• _THE EXERCISE_
Gather every line in the records below that contains the word "hand" and copy each of those lines in full.

**** DATA LINES ****

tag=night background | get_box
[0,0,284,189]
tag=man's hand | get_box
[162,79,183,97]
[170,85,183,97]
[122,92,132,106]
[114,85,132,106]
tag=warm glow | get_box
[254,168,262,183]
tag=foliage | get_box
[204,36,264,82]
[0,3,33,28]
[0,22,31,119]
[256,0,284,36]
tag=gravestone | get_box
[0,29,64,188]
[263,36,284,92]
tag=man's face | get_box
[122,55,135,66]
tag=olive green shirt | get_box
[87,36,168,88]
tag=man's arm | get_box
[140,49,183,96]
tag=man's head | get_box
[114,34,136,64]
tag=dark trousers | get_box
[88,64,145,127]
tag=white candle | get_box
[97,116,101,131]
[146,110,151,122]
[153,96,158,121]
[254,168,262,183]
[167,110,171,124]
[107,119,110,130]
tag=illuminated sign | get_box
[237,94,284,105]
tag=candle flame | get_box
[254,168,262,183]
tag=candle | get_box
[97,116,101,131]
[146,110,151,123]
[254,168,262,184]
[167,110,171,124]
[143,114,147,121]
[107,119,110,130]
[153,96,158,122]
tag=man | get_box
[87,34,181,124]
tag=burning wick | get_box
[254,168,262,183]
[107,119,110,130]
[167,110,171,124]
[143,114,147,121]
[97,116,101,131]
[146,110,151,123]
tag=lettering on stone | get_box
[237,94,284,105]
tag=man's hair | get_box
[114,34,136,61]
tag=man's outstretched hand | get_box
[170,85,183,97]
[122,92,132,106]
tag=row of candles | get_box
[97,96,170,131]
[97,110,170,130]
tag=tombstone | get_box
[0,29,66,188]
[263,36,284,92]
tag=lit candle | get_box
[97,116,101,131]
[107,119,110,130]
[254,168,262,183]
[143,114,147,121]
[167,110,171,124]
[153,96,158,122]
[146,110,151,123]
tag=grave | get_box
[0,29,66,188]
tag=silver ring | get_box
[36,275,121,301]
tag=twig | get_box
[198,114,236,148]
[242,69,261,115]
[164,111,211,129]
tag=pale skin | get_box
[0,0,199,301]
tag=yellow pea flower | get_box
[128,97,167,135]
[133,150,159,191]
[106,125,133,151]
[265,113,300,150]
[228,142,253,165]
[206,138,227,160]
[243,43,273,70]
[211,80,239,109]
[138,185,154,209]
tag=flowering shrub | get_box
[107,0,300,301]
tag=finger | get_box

****

• _TASK OUTPUT_
tag=man's hand | get_box
tag=man's outstretched hand | get_box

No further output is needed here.